取り組む作業.
1. 次の (a)〜(c) の記述が文書の抜粋の内容と一致するかどうか、それぞれ「はい」か「いいえ」で答え、判断の根拠となる箇所をそのまま引用してください。(a) この本の発売日は2018年12月20日である。(b) 筆者はもともとエストニアに関心があったので、この本を読み始めた。(c) ブータンの国王は、公共経営大学院の卒業生に向けて話をした。
2. 文書の抜粋から、「[>]プログラミング教育はどう行えばよいのか?」で始まり「エストニアなんじゃないかと。」で終わる部分を、一字一句変えずに引用する。

文書の抜粋.

--------

ブロックチェーン、AIで先を行くエストニアで見つけた つまらなくない未来

ブロックチェーン、AIで先を行くエストニアで見つけた つまらなくない未来

  • 作者: 小島 健志
  • 出版社/メーカー: ダイヤモンド社
  • 発売日: 2018/12/20
  • メディア: 単行本(ソフトカバー)
内容紹介
[>]機械に仕事を奪われても食べていくにはどうするのか?
[>]優秀な人材を世界から集めるにはどうするのか?
[>]都市と地方の格差を埋めるにはどうするのか?
[>]グーグルやアップルのような企業をどうやって生めばよいのか?
[>]プログラミング教育はどう行えばよいのか?
閉塞感漂う日本の課題解決のヒントは「未来をダントツに先取りしている」エストニアにあった!
エストニア現地取材を通して見つけた、「つまらなくない未来」とその描き方とは。

この本は購入した。どんな人が書いているのか、この本はどのように編集されているのか、そしてどの程度の漢字表記が許されているのかなど、仮にこの出版社に原稿を持ち込むなら、どの程度書けていないといけないのかを知りたくて、読んでみることにしたのである。しかも、僕が原稿を書いた本のタイトルにもできれば「未来」を入れたかったし(笑)。

従って、元々エストニアやAIやブロックチェーンに関心があったから読み始めたわけではない。でも、読んでいて僕はこう思った。先週、ブータンの国王が「デジタルID」とか「AI(人工知能)」とか「ブロックチェーン」とかに言及し、課題解決にテクノロジーを活用せよと公共経営大学院の卒業生に向けて檄を飛ばしたが、彼らが範にすべきは、同じような小国で、隣りの大国に翻弄されがちななかでの国家のサバイバルを模索する中で電子立国に舵を切ったエストニアなんじゃないかと。

--------

提供情報.
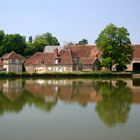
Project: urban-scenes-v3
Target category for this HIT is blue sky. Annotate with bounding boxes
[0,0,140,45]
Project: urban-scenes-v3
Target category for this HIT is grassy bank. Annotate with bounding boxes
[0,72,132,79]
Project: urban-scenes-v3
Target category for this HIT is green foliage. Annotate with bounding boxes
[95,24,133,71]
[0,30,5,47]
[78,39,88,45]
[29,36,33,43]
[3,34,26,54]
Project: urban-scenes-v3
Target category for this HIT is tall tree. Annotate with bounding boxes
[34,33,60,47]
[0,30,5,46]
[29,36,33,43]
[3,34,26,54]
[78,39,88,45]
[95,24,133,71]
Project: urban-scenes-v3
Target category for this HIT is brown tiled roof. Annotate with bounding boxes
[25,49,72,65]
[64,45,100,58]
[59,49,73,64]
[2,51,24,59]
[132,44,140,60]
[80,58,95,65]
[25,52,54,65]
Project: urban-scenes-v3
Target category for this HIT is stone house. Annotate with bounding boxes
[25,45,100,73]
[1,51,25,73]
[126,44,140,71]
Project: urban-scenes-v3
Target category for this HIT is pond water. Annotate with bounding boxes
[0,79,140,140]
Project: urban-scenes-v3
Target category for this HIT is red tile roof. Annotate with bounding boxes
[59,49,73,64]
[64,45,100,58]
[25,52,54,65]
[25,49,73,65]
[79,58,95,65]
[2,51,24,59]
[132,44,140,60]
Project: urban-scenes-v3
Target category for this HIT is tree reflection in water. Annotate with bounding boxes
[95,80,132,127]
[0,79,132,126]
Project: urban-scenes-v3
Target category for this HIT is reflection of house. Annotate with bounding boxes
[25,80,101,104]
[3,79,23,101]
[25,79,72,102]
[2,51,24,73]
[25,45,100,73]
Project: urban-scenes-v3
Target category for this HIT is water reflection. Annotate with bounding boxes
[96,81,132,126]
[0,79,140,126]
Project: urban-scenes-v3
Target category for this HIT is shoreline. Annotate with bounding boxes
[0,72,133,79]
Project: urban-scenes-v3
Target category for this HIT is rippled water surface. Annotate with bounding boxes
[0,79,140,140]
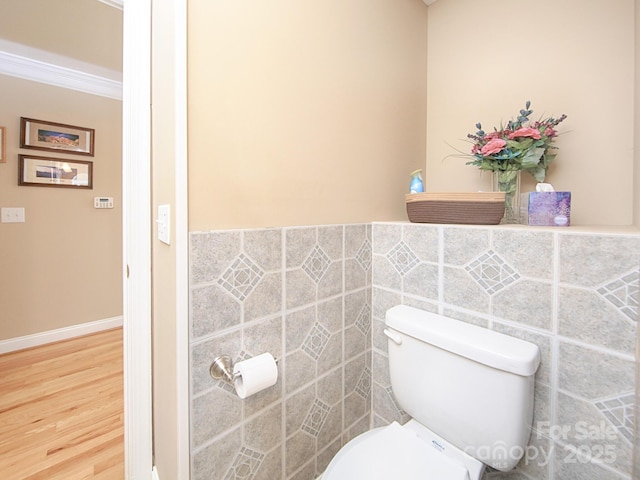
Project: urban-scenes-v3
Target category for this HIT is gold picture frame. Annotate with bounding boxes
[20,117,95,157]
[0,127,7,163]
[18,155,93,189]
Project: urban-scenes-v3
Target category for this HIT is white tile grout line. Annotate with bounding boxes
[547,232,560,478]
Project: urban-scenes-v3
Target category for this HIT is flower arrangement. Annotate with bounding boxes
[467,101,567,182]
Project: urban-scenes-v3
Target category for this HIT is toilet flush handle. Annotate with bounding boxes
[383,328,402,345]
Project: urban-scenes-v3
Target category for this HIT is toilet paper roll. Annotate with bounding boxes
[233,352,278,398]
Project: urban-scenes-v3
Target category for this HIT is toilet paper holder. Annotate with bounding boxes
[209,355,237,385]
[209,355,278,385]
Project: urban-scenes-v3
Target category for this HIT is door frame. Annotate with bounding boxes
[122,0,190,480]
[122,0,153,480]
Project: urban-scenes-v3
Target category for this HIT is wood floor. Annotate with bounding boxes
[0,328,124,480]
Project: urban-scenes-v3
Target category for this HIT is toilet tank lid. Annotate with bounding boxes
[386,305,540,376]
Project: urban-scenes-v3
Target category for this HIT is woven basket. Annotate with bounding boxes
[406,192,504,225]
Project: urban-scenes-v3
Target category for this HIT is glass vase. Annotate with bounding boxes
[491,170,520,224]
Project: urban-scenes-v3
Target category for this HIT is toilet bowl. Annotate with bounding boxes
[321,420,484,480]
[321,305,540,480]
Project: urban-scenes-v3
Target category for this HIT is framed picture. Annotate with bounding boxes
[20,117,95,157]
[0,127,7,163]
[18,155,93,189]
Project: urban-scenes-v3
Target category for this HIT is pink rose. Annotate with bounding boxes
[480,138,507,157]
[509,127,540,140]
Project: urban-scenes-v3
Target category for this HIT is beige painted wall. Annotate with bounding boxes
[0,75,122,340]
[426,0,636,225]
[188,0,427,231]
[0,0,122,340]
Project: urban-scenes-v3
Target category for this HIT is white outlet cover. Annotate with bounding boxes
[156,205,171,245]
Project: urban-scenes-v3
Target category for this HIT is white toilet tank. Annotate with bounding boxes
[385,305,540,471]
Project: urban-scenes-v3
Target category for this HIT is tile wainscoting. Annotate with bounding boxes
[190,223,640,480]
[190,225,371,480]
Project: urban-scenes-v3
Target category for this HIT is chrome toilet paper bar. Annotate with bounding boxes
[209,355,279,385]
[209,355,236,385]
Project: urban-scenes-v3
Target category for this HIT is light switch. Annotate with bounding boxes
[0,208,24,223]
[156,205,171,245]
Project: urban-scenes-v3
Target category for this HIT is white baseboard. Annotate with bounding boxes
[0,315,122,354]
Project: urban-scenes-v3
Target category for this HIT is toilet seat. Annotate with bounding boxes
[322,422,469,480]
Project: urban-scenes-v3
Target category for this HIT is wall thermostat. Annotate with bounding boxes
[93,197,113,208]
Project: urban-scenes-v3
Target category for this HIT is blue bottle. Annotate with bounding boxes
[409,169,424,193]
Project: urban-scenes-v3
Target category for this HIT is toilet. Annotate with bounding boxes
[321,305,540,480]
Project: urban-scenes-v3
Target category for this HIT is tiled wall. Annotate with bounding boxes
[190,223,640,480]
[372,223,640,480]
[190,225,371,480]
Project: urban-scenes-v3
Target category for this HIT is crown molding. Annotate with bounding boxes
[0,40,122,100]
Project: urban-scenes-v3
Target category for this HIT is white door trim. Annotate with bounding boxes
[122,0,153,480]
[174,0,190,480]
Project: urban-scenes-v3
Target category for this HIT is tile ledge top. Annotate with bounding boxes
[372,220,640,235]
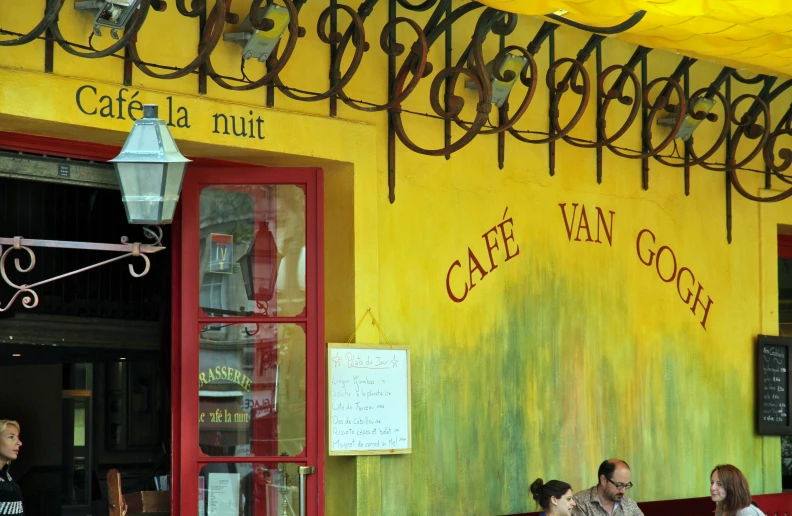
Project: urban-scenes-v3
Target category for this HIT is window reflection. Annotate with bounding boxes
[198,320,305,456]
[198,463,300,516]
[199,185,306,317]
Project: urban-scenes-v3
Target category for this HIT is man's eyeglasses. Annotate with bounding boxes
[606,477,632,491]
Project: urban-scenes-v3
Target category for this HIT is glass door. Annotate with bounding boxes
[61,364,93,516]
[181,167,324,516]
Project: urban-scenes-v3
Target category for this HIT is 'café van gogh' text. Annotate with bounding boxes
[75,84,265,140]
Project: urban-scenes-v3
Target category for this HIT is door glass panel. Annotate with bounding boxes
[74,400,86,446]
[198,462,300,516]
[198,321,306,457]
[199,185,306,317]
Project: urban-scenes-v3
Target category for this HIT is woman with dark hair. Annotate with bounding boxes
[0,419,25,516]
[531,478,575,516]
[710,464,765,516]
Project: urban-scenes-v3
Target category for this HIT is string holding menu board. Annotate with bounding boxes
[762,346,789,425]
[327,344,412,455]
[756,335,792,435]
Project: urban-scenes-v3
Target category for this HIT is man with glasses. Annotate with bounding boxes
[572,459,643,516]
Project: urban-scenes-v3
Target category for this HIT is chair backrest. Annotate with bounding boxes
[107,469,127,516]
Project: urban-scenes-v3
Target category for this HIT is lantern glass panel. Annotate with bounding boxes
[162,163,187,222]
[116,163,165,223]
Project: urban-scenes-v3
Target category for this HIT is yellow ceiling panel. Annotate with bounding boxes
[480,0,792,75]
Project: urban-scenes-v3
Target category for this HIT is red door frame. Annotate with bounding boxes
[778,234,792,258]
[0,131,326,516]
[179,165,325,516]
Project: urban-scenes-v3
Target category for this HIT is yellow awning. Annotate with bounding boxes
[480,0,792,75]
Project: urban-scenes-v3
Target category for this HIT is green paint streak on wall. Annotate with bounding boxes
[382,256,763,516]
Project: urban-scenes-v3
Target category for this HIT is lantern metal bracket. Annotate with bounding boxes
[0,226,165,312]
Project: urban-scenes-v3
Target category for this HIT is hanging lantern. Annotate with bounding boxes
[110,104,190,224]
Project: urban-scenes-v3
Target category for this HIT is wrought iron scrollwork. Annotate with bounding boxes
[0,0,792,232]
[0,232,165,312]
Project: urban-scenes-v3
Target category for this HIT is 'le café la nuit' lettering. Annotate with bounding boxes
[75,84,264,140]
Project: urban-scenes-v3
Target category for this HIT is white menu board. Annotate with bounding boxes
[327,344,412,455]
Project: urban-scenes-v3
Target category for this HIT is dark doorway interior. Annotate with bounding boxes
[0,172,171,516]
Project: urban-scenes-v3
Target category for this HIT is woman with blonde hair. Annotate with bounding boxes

--------

練習の解答.
1.
(a) はい。「発売日: 2018/12/20」
(b) いいえ。「元々エストニアやAIやブロックチェーンに関心があったから読み始めたわけではない」
(c) はい。「公共経営大学院の卒業生に向けて檄を飛ばした」

2.
[>]プログラミング教育はどう行えばよいのか?
閉塞感漂う日本の課題解決のヒントは「未来をダントツに先取りしている」エストニアにあった!
エストニア現地取材を通して見つけた、「つまらなくない未来」とその描き方とは。

この本は購入した。どんな人が書いているのか、この本はどのように編集されているのか、そしてどの程度の漢字表記が許されているのかなど、仮にこの出版社に原稿を持ち込むなら、どの程度書けていないといけないのかを知りたくて、読んでみることにしたのである。しかも、僕が原稿を書いた本のタイトルにもできれば「未来」を入れたかったし(笑)。

従って、元々エストニアやAIやブロックチェーンに関心があったから読み始めたわけではない。でも、読んでいて僕はこう思った。先週、ブータンの国王が「デジタルID」とか「AI(人工知能)」とか「ブロックチェーン」とかに言及し、課題解決にテクノロジーを活用せよと公共経営大学院の卒業生に向けて檄を飛ばしたが、彼らが範にすべきは、同じような小国で、隣りの大国に翻弄されがちななかでの国家のサバイバルを模索する中で電子立国に舵を切ったエストニアなんじゃないかと。